(Point labeling examples)
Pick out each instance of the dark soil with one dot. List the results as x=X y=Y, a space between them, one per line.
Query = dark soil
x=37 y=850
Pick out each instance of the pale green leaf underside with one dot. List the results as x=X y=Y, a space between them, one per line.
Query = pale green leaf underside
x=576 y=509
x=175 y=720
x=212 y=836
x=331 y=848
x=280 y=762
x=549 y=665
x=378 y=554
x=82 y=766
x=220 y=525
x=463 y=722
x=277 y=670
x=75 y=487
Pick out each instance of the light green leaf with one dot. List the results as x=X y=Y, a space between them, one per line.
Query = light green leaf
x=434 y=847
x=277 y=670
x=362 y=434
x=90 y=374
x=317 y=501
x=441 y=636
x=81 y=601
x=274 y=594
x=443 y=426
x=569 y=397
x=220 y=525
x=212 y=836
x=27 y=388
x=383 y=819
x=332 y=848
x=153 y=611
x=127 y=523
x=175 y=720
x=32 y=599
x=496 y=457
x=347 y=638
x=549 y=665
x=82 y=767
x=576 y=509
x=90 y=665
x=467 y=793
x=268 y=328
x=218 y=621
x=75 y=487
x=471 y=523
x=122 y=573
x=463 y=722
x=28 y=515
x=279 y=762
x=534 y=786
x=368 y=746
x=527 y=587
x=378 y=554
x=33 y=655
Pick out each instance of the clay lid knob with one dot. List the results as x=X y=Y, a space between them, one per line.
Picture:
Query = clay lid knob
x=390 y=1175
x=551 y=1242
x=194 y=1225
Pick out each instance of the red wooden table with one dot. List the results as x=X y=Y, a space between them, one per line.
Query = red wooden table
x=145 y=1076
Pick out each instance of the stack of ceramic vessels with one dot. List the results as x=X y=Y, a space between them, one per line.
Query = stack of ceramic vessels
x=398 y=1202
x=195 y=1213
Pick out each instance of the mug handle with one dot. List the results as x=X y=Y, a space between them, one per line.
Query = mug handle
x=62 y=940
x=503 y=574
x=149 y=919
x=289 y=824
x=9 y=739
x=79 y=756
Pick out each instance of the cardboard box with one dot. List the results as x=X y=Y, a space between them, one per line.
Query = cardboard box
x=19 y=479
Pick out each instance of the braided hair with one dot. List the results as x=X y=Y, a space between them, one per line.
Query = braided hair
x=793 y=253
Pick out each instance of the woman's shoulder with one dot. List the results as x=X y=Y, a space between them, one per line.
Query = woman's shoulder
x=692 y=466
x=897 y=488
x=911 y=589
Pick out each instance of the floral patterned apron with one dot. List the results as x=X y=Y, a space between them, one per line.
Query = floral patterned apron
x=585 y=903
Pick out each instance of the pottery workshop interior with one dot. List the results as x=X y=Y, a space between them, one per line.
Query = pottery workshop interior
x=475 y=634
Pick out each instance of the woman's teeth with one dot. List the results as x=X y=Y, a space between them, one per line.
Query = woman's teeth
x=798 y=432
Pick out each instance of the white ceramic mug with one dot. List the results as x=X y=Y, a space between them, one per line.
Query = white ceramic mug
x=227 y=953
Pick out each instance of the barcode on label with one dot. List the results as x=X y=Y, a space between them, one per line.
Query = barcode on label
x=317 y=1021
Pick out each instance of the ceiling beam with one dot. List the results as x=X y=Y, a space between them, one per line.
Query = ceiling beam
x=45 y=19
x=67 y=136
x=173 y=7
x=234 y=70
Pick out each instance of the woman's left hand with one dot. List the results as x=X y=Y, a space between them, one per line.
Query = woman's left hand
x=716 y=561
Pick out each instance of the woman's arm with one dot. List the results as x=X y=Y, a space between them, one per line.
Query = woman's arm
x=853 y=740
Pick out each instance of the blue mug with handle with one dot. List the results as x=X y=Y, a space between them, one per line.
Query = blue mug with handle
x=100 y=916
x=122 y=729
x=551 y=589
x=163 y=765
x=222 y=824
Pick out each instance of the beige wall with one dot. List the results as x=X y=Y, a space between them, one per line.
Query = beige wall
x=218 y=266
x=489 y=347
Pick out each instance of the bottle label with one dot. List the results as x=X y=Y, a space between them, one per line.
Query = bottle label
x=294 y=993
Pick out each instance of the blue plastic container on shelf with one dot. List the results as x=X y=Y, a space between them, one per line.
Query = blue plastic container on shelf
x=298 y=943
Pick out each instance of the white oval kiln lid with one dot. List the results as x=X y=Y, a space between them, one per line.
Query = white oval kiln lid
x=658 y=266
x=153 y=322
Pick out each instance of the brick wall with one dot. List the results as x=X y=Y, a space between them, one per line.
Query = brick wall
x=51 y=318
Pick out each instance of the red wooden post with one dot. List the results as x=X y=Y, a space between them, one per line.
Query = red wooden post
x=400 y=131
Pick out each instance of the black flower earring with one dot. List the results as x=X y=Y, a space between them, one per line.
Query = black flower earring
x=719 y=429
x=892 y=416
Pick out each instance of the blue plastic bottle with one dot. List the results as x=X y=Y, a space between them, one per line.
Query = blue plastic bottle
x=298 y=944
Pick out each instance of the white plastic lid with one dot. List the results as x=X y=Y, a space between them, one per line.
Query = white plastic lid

→ What the exercise asks: Transcribe the whole listing exactly.

→ Exercise response:
Pick out each instance of the dark soil with one dot. List the results as x=X y=Y, a space between them, one per line.
Query = dark soil
x=37 y=850
Pick out each instance of the pale green leaf underside with one dot. List the results as x=X y=Y, a space between them, one per line.
Query = pale green leaf underside
x=576 y=509
x=175 y=720
x=212 y=836
x=331 y=848
x=280 y=762
x=549 y=665
x=378 y=554
x=82 y=766
x=220 y=525
x=463 y=722
x=277 y=670
x=75 y=487
Pick out each instance of the light green leaf with one dot. List the results as x=X y=Y, a space between them, one per line.
Query = light green leaf
x=434 y=847
x=277 y=670
x=362 y=434
x=90 y=374
x=317 y=501
x=441 y=636
x=81 y=601
x=274 y=594
x=443 y=426
x=569 y=397
x=220 y=525
x=212 y=836
x=27 y=388
x=383 y=819
x=332 y=848
x=153 y=611
x=127 y=523
x=175 y=720
x=32 y=599
x=496 y=457
x=347 y=638
x=549 y=665
x=82 y=767
x=576 y=509
x=90 y=665
x=467 y=793
x=268 y=328
x=218 y=621
x=75 y=487
x=471 y=523
x=122 y=573
x=463 y=722
x=28 y=515
x=279 y=762
x=534 y=786
x=368 y=746
x=527 y=587
x=378 y=554
x=33 y=655
Pick out each instance of the clay lid knob with one dot. List the results as x=X y=Y, a space between them, one per line.
Picture:
Query = clay lid knob
x=390 y=1175
x=551 y=1242
x=194 y=1225
Pick out each instance of the red wooden table with one dot. List the results as x=X y=Y, a space between them, one per line.
Query = red wooden table
x=145 y=1076
Pick out each instance of the stack of ceramic vessels with one dot. List the results as x=X y=Y, a space between them, one per line.
Query = stack of ceramic vessels
x=398 y=1202
x=195 y=1213
Pick out each instance of the mug handle with one dot. List the results as x=X y=Y, a space between them, one per line.
Query = mug handle
x=62 y=940
x=503 y=574
x=149 y=919
x=289 y=824
x=9 y=739
x=79 y=756
Pick out each instance of the cardboard box with one dot. List the results as x=X y=Y, a space between them, one per line.
Query = cardboard box
x=19 y=479
Pick out each instance of the braided hair with one dot. List the results as x=X y=Y, a space between them, one per line.
Query = braided hair
x=793 y=253
Pick out each instance of the woman's shoulder with one dot. List the results as x=X y=Y, a space between them, one per line.
Query = woman's shoulder
x=692 y=466
x=897 y=488
x=911 y=589
Pick out each instance of the floral patterned apron with one dot. List the results as x=X y=Y, a space between them, one per line.
Query = floral patterned apron
x=585 y=903
Pick out each instance of the pottery workshop interior with one dot. List the results as x=X y=Y, a space between them, one per line.
Query = pottery workshop interior
x=475 y=634
Pick out each instance of the woman's teeth with one dot. List the results as x=X y=Y, a space between them, one per line.
Query = woman's teeth
x=798 y=432
Pick out each instance of the white ceramic mug with one dot. List the results as x=X y=Y, a space between them, one per line.
Query = white ceramic mug
x=227 y=953
Pick out each instance of the barcode on label with one dot. List the results as x=X y=Y, a space between them, one per line.
Query = barcode on label
x=317 y=1021
Pick out each instance of the ceiling beam with one dot. List the results as x=X y=Y, a space between them, one per line.
Query = ceiling beam
x=45 y=19
x=67 y=136
x=173 y=7
x=234 y=70
Pick out each instance of the woman's left hand with one dot. List the results as x=X y=Y, a space between them, one per line.
Query = woman's left hand
x=716 y=561
Pick out each instance of the woman's arm with one dot. List the results as x=X y=Y, a space between them, one per line.
Query = woman's arm
x=853 y=740
Pick out each instance of the blue mug with handle with one dot. List the results as x=X y=Y, a space between them, one per line.
Query = blue mug with handle
x=100 y=916
x=122 y=729
x=551 y=589
x=163 y=765
x=222 y=824
Pick out each instance of the beige wall with one dot. List the results as x=X y=Y, a space between them, one per line.
Query = beige wall
x=218 y=266
x=489 y=347
Pick out each instance of the bottle label with one dot. List the results as x=X y=Y, a space between them, one per line.
Query = bottle label
x=294 y=993
Pick out each instance of the blue plastic container on shelf with one dot. List the results as x=X y=Y, a space between them, one per line.
Query = blue plastic container on shelf
x=298 y=943
Pick out each instance of the white oval kiln lid with one dot. List the results as x=X y=Y, a space between them, one per line.
Query = white oval kiln lid
x=658 y=266
x=153 y=322
Pick out each instance of the brick wall with one dot. List the results as x=X y=Y, a space between them, one per line.
Query = brick wall
x=51 y=318
Pick out each instance of the red wooden post with one dot. List the results as x=X y=Y, a space between them, one per line.
Query = red wooden post
x=400 y=131
Pick out each instance of the black flower earring with one dot. List the results as x=X y=Y, a space between them, one per line.
Query = black flower earring
x=719 y=429
x=892 y=416
Pick out each instance of the blue plastic bottle with one dot. List the results as x=X y=Y, a space between them, one per line.
Query = blue plastic bottle
x=298 y=944
Pick out each instance of the white plastic lid with one dot. List the results as x=X y=Y, a space between them, one per line.
Query = white plastic lid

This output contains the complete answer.